Goal of the exercise:
Swap "grateful" for "thankful" everywhere it occurs in the records below, and reproduce the records with nothing else altered.

Given data:
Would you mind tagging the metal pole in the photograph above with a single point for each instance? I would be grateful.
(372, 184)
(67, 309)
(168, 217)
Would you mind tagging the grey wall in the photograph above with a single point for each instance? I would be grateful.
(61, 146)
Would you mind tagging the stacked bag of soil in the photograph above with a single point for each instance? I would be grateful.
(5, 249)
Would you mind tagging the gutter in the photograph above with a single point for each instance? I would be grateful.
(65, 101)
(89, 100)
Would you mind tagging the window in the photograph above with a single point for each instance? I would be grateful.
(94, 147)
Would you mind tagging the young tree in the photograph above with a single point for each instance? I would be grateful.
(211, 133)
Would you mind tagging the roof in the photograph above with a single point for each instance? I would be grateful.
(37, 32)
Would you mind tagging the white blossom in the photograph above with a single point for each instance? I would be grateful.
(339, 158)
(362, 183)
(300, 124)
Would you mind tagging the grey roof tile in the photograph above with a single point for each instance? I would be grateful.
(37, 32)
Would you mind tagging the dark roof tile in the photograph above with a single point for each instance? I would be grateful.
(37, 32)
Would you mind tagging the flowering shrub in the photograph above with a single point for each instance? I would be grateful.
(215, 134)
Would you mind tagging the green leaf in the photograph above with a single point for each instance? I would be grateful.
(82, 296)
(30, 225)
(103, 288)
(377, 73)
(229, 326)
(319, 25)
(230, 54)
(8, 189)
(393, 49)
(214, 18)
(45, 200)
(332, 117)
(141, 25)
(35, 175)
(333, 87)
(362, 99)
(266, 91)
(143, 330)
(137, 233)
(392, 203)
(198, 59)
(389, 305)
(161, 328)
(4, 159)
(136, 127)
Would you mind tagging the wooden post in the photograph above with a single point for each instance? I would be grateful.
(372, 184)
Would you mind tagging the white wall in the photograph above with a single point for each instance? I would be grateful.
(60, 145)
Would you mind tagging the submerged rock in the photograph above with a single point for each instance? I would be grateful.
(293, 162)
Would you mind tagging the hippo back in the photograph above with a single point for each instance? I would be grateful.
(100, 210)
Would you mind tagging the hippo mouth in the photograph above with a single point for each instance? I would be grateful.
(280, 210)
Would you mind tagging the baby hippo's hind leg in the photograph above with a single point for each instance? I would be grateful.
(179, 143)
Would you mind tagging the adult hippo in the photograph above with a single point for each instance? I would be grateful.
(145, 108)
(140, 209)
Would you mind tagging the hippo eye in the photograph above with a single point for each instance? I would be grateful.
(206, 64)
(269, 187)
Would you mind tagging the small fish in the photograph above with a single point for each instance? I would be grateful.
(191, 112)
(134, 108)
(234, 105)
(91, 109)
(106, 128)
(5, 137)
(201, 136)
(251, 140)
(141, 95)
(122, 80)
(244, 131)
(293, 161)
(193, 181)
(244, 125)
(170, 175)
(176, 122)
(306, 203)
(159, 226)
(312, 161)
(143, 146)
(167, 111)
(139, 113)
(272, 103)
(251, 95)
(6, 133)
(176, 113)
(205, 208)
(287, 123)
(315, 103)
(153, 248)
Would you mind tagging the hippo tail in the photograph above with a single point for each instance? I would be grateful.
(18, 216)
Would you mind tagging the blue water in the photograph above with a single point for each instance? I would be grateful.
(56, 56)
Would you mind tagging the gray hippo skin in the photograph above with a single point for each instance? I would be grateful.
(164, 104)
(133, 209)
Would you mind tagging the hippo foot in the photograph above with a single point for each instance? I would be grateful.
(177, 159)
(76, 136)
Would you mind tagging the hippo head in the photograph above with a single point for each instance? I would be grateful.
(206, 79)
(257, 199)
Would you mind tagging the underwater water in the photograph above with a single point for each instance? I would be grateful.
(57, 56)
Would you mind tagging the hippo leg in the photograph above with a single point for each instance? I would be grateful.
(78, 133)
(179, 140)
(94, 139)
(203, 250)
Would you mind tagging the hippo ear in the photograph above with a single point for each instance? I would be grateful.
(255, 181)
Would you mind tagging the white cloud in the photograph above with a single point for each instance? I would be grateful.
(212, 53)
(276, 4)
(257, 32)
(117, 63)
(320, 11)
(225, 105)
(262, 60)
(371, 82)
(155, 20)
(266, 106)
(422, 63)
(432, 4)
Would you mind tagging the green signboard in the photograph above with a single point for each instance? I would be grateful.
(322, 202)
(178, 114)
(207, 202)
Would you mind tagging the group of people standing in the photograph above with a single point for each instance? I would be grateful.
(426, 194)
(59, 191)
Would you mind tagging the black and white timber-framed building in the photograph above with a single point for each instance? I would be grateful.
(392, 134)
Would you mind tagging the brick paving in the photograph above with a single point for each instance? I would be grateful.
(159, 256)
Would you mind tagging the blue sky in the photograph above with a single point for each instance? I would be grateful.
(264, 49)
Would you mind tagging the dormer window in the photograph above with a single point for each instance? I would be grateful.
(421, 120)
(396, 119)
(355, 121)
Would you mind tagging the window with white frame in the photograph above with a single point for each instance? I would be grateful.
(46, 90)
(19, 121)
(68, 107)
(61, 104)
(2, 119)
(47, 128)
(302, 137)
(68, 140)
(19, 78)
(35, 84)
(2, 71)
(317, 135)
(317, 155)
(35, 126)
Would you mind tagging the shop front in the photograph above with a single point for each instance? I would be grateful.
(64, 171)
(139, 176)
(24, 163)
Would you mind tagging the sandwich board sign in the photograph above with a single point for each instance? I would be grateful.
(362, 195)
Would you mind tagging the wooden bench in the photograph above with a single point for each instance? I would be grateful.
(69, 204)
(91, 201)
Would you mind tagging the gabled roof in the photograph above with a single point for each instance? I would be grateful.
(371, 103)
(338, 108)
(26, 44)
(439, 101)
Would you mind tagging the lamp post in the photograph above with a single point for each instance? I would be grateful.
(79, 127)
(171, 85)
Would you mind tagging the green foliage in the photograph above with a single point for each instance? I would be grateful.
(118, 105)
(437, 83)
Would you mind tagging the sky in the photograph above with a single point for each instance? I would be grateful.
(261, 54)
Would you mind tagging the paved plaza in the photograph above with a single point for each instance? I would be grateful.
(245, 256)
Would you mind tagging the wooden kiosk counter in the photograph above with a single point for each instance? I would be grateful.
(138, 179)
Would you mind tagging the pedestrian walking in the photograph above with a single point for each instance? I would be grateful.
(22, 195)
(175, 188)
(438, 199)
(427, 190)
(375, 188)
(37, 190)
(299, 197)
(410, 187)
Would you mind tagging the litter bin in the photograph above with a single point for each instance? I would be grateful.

Solution for this problem:
Would you mind tagging the metal pole in the photograph above with a single point for each instance? I would be thankful.
(372, 184)
(67, 309)
(168, 217)
Would you mind tagging the grey wall in the photograph above with a single point for each instance? I would be thankful.
(61, 146)
Would you mind tagging the stacked bag of soil in the photograph above with a single point for each instance? I would be thankful.
(5, 249)
Would you mind tagging the gutter in the photograph above with a single point for each instance? I would be thankful.
(65, 101)
(89, 100)
Would you mind tagging the window in the photograph above with a single point for each instance? I would be thankful.
(94, 147)
Would you mind tagging the young tree in the photograph above with a single point for each instance? I would be thankful.
(211, 133)
Would you mind tagging the roof in the photograph above with a single point for each instance? I would be thankful.
(37, 32)
Would you mind tagging the white blossom in the photograph above with a single point for each instance? I would be thankful.
(339, 158)
(362, 183)
(300, 124)
Would you mind tagging the grey roof tile in the photograph above with a single point for each instance? I would be thankful.
(37, 32)
Would you mind tagging the dark roof tile in the photograph above with a single point for each instance? I would be thankful.
(37, 32)
Would you mind tagging the flowering shrub in the photograph above with a single point for each instance? I would be thankful.
(215, 134)
Would you mind tagging the green leaf in the photograph above with a single point for each instance? I would be thankful.
(82, 296)
(30, 225)
(103, 288)
(377, 73)
(229, 326)
(319, 25)
(230, 54)
(8, 189)
(393, 49)
(214, 18)
(45, 200)
(332, 117)
(141, 25)
(35, 175)
(333, 87)
(362, 99)
(266, 91)
(143, 330)
(137, 233)
(392, 203)
(198, 59)
(389, 305)
(161, 328)
(4, 159)
(136, 127)
Would you mind tagging the wooden post in the photograph above with a single point for each instance? I would be thankful.
(372, 184)
Would you mind tagging the white wall in the photograph above with a single point for each instance? I would be thankful.
(60, 145)
Would you mind tagging the submerged rock in the photograph above with a single point for each instance? I would be thankful.
(293, 162)
Would you mind tagging the hippo back in the photograph above with a single point for each instance? I would be thankful.
(100, 210)
Would you mind tagging the hippo mouth in the photograph above with a single point for each instance? I would be thankful.
(280, 210)
Would you mind tagging the baby hippo's hind leg in the photograph above with a single point for each instance? I would be thankful.
(179, 143)
Would you mind tagging the adult hippo in the photograph above with a single point for each instance? I would be thankful.
(145, 108)
(140, 209)
Would you mind tagging the hippo eye in the photograph above with a single point for each instance? I would be thankful.
(206, 64)
(269, 187)
Would you mind tagging the small fish in the photograph above with a single point for each instance? I would be thankful.
(191, 112)
(134, 108)
(234, 105)
(91, 109)
(106, 128)
(5, 137)
(201, 136)
(251, 140)
(141, 95)
(122, 80)
(244, 131)
(293, 161)
(193, 181)
(244, 125)
(170, 175)
(176, 122)
(306, 203)
(159, 226)
(312, 161)
(143, 146)
(167, 111)
(139, 113)
(272, 103)
(251, 95)
(6, 133)
(176, 113)
(205, 208)
(287, 123)
(315, 103)
(153, 248)
Would you mind tagging the hippo tail in the photograph above with a single point for each instance? I would be thankful.
(18, 216)
Would you mind tagging the blue water in the photograph above with a single point for each instance? I would be thankful.
(56, 56)
Would you mind tagging the gray hippo skin in the photograph above with a single point for each instance? I would be thankful.
(164, 104)
(133, 209)
Would you mind tagging the hippo foot in the photograph above with a single point for each instance? I would be thankful.
(177, 159)
(76, 136)
Would you mind tagging the hippo head in the photograph above with a single point for each instance? I would be thankful.
(206, 79)
(257, 199)
Would you mind tagging the underwater water in the photograph above with a single point for each instance? I would be thankful.
(57, 56)
Would you mind tagging the hippo leg in the photograph above with a single point for each instance? I would be thankful.
(78, 133)
(179, 140)
(94, 139)
(203, 250)
Would you mind tagging the hippo ear in the photograph above with a single point for each instance? I would be thankful.
(255, 181)
Would you mind tagging the white cloud in the photograph above with a single point for each instance? I would be thankful.
(212, 53)
(276, 4)
(257, 32)
(117, 63)
(320, 11)
(225, 105)
(262, 60)
(371, 82)
(155, 20)
(266, 106)
(422, 63)
(432, 4)
Would you mind tagging the green signboard in the photograph above with a single point for each instance? I would be thankful.
(322, 202)
(178, 114)
(207, 202)
Would you mind tagging the group of people standing in the photograph above with a single point for each instance? I would be thankful.
(426, 194)
(59, 191)
Would you mind tagging the black and white timber-framed building in the photograph above with a single point for each instance? I would be thankful.
(392, 134)
Would you mind tagging the brick paving in the photograph above with a single point for each instance? I would be thankful.
(159, 256)
Would you mind tagging the blue sky in the photograph above with a single point for each instance? I would be thankful.
(264, 49)
Would you mind tagging the dormer window in the photograph above with a single point for each instance? I would be thankful.
(421, 120)
(396, 119)
(355, 121)
Would you mind tagging the window with white frame in the photograph above with a single point for each instance? I would be thankful.
(46, 90)
(19, 121)
(68, 107)
(61, 104)
(2, 119)
(47, 128)
(302, 137)
(68, 140)
(19, 78)
(35, 84)
(2, 71)
(317, 135)
(317, 155)
(35, 126)
Would you mind tagging the shop front in the photograph above with a single point for each instance? I would be thankful.
(64, 171)
(139, 176)
(24, 163)
Would you mind tagging the sandwich board sign in the photograph above with a single point for each instance? I would be thankful.
(362, 195)
Would you mind tagging the wooden bench in the photograph above with a single point for each instance? I would be thankful.
(69, 204)
(91, 201)
Would you mind tagging the gabled roof in the photograph above with a single point for each instance? I would be thankful.
(371, 103)
(338, 108)
(26, 44)
(439, 101)
Would you mind tagging the lamp post in the photograph above with a single point for each instance? I would be thankful.
(79, 127)
(171, 85)
Would you mind tagging the green foliage in the photograph above with a single point for each instance? I would be thankful.
(118, 105)
(437, 83)
Would you mind tagging the sky in the photograph above with a single point for each instance? I would be thankful.
(261, 54)
Would you mind tagging the paved plaza in the photograph above with a single point for each instance? I would be thankful.
(245, 256)
Would you mind tagging the wooden kiosk counter in the photograph above with a single point for each instance? I would be thankful.
(138, 179)
Would you mind tagging the pedestrian walking in the photograph above with a single point for each instance? I would be thankful.
(22, 195)
(175, 188)
(438, 199)
(427, 190)
(375, 188)
(37, 190)
(299, 197)
(410, 187)
Would you mind tagging the litter bin in the photograph above with a single point for each instance? I would be thankful.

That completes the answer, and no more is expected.